What the task requires » Carry on the interview about urban planning in Moscow, picking up right after its final sentence.

Are you an advocate or an opponent of cars?

 

In some cases I will drive my car, in some - use the public transportation.

Our city is not the perfect place to live in, regardless of whether you are driving your car or use the public transportation. The situation is significantly better downtown but beyond the Third Transport Ring it is a different world with laws of its own. But then again, it is not quite city out there, rather, the proverbial metropolitan area that consists of neighborhoods built in place of the former villages and settlements. The connection between them is rather poor because our city has been developing on a star-like model, just like any single-nucleus megalopolis. Besides, the star shape of the city is very characteristic of the centrally-controlled power that we have here.

 

Speaking of the powers that be - are you going to literally implement the decision of the city authorities and use in your project the southwest territories recently adjoined to Moscow?

 

The contest regulations do not contain any specific requirements to build something on this particular territory. Here's how the task runs: development of the joined territories in connection with the old Moscow. There is not a single word about us having to move somebody to live over there or building necessarily residential houses on those territories. One has to view this territory the way we do: like a garden in front of your house. What you ultimately get is bipolar city, with a stone and a green pole respectively. These are the opposites, and they create tension - the green city and the stone city.

 

Now you are working on the giant project of Moscow metropolitan area, and you started off with planning Moscow's neighborhood of Ostozhenka.  What was most important in that work back then? Can you compare the two commissions?

 

With Moscow agglomeration, we apply the same fundamentals as we did with Ostozhenka: before you start changing anything you have to understand how this organism functions, how it is wired.

 

Speaking on the particular subject of Ostozhenka neighborhood, the key idea was that you cannot reorganize the city based on the principles that are aliens to it, that are forced on it from elsewhere. It was then that we turned for guidance to the old "Moscow Statute" that was adopted in the middle XIX century and contained simple but very wise fundamentals, an important rule for a fire wall, for instance, according to which the wall of the house located at the end of a land plot was to be built completely blind so that in case of a fire the neighboring house would not catch. Apart from that, in Ostozhenka case, the main planning module for us was the territory of the historical households - we did quite a bit of research, established their boundaries, and did our planning in accordance with these boundaries.

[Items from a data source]

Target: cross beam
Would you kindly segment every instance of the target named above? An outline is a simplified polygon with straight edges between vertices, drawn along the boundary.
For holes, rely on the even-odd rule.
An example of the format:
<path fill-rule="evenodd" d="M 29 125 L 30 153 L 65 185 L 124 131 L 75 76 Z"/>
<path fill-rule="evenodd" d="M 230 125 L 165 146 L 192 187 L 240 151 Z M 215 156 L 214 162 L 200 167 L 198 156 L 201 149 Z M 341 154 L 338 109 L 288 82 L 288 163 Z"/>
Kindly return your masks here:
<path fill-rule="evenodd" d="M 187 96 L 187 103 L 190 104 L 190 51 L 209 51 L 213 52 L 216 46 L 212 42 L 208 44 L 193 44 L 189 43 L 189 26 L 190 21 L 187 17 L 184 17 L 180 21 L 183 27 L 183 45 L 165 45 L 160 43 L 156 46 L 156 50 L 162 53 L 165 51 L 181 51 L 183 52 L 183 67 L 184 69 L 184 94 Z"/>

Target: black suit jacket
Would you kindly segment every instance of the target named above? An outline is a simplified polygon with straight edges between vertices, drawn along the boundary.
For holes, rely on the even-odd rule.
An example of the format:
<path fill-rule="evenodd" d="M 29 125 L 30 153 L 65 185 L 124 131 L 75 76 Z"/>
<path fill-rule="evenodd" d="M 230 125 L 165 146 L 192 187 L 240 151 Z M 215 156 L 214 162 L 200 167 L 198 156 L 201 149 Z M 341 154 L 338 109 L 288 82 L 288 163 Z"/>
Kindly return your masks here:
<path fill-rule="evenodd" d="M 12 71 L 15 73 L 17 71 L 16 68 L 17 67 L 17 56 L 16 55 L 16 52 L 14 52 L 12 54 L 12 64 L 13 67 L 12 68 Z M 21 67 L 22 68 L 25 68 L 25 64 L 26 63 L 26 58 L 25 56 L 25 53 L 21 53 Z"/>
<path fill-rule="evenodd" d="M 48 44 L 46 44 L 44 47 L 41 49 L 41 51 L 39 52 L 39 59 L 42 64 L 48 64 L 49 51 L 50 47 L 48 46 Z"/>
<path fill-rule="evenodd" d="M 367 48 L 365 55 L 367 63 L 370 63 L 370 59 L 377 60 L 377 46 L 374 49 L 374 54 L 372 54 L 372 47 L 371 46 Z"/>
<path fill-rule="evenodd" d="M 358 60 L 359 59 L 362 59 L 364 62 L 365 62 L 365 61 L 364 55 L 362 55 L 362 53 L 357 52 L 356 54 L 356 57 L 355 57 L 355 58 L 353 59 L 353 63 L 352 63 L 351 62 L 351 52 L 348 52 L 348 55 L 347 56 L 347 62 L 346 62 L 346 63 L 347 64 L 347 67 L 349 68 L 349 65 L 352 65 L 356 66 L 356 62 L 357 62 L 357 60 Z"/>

---

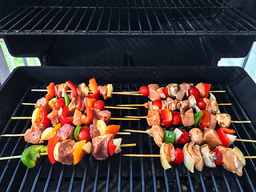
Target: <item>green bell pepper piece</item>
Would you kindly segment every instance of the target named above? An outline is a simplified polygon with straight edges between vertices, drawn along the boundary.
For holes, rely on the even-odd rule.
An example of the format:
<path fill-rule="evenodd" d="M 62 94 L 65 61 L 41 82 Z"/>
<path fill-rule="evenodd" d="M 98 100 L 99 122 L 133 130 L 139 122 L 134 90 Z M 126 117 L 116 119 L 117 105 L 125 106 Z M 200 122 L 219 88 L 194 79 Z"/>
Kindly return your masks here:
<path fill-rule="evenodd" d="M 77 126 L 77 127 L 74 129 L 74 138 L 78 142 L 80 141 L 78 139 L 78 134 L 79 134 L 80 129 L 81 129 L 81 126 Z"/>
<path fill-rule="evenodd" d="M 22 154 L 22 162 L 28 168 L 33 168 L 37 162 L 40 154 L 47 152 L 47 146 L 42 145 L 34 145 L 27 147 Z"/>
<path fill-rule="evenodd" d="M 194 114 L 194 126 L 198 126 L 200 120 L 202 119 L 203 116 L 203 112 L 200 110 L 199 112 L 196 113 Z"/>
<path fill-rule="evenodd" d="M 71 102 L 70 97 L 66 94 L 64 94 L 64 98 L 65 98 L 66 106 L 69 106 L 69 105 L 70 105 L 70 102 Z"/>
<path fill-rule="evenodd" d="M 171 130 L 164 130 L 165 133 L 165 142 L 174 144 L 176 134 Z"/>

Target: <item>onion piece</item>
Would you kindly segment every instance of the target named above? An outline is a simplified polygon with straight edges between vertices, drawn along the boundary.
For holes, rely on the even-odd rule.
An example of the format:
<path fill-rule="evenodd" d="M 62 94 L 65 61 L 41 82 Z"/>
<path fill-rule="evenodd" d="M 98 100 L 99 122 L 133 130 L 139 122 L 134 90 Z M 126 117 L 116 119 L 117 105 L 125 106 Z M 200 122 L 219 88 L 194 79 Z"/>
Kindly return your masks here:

The reply »
 

This was back in 1989 - still living in USSR, we drew and got the official approval for a "capitalist" plotting of the neighborhoods. A few years passed, and the capitalist requirements became a reality. I do not rule out the possibility that Ostozhenka experienced such a rapid growth particularly because of that: everything was ready, the contracts were really easy to draw up, and it was easy to get the approvals for your development concepts - because we carefully planned everything is such a way that the neighbors would not get into one another's way.

 

But there must be a multitude of layers as well: the medieval city, then the capitalist one, then the modernist town planning...

 

This is a scar. But it will heal in time.

Actually, there is nothing heroic about humans changing the landscape. The landscape will always ultimately get an upper hand. I am quite the fatalist in this sense.

 

What is your favorite project?

 

Well, it's the Big Moscow, as a matter of fact. This is probably the ms exciting project for me. Out of the other projects, it's hard to tell. "Embassy House" promised to be my favorite but as far as the quality of construction work is concerned, especially in the details, it turned unsatisfactory for me. Besides, the critical reviews started to compare it to Melnikov house, which is not correct.

 

You did not think of Melnikov at all when you were designing that one?

 

Not at all, and I have always denied that. Our facade with its triangular and diamond-shaped windows is not a formal or decorative "stylistic device" but a solution that sprang out of necessity: the land plot was tight, and we made a pedestrian passage on the level of the ground floor. We also turned the wall above it into an arched girder, very much like a bridge. Here we worked with a great engineer Mityukov who sadly tragically died later on. He had a passion for doing this work and we ultimately got a house that was great from the construction standpoint. I think that all of its artistic merits are based on the successful engineering solutions. So, this house must be my favorite.

 

So, designing a tiny pedestrian passage running along the house and designing on a megalopolis scale - these two things are of equal interest to you?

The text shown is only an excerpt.